PS: Continuem dado sugestões de nomes para eu entrevistar, por favor.
Abraço,
Luciana.
Portal Testamento Vital: Conte-nos a história do blog Morte sem Tabu.
Camila Appel: Diversas inspirações me levaram a propor um blog para falar sobre morte na Folha de S.Paulo. Eu já acompanhei meus pais no hospital em algumas ocasiões e sempre me espantei com a situação das pessoas nas UTIs. É um ambiente frio e solitário, até por uma questão prática, já que a necessidade de esterilização traz o isolamento. O som dos apitos, máquinas sustentando vida. Passei a me questionar se existiria uma alternativa a isso, se era possível morrer de outra forma. Meus pais se recuperaram muito bem, mas eu lembro de observar pacientes em final de vida, seus amigos e familiares, sentir um certo constrangimento no ar, e refletir sobre como o tabu da morte pode ser prejudicial. Aí, eu li um depoimento da atriz Odete Lara que acabou sendo uma frase motivacional para essa minha missão: “a morte será o próximo tabu a ser quebrado na nossa sociedade, depois do sexo”. Passei a pesquisar o tema e, em 2014, lancei o blog na Folha. Nesses três anos, descobri uma realidade surpreendente e conheci pessoas incríveis que dedicam suas vidas aos milhares desdobramentos da fase final da vida.
PTV: Você acha que a morte é realmente um tabu na sociedade brasileira? Por que?
CA: Acho que é sim. Eu precisaria desenvolver uma tese de doutorado em história e antropologia para entender o porquê. Mas consigo pensar em alguns caminhos… Tenho a impressão de que a cultura latina, de uma forma geral, vê a morte como um mau agouro, como se falarmos sobre morte pudessemos atraí-la. Esse mau agouro pode ser um legado das principais religiões monoteístas (cristianismo, islamismo e judaísmo), que imaginam haver um julgamento quando morremos. Nesse julgamento, somos condenados ao inferno ou ao paraíso, de acordo com atos morais, ou amorais, que cometemos ao longo da vida. Essa visão gera um fardo muito grande e pode ter contribuir para o tabu.

> Instruções de trabalho:
a. Quais religiões monoteístas são citadas na entrevista sobre o blog Morte sem Tabu? Liste todas.
b. Retome a entrevista sobre o blog Morte sem Tabu e continue-a a partir da última frase do texto extraído.

> Bloco de dados:

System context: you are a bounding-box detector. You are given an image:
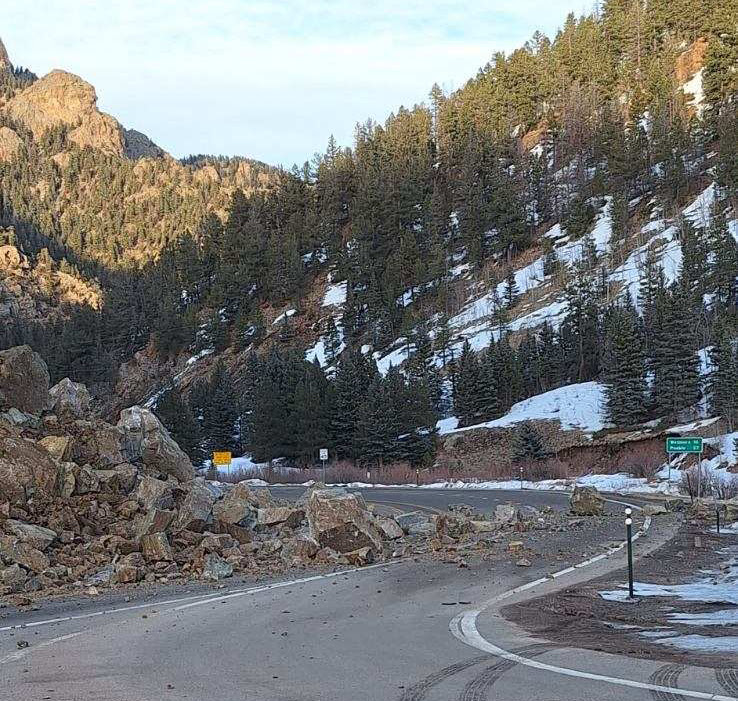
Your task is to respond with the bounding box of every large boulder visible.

> Exercícios resolvidos:
a. Cristianismo, islamismo e judaísmo.

b.
PTV: Qual o assunto que mais causa polêmica no seu blog?
CA: Suícidio, depressão pós-parto, eutanásia e suícidio assistido. Falar em ajuda médica para morrer é sempre um ponto delicado. Talvez, uma das maiores polêmicas tenha sido “pena de morte”. Sou contra a pena de morte e recebi muitas mensagens agressivas por causa disso, em uma ocasião em que esse tema estava em evidência.
PTV: Tem algum assunto que você quis tratar no seu blog mas ainda não fez por medo da opinião do público?
CA: Não. Eu falo sobre tudo. O medo da opinião do público só me motiva a seguir em frente com a publicação.
PTV: Qual é a sua opinião sobre o testamento vital? Você recebe notícias de leitores que já tenham feito?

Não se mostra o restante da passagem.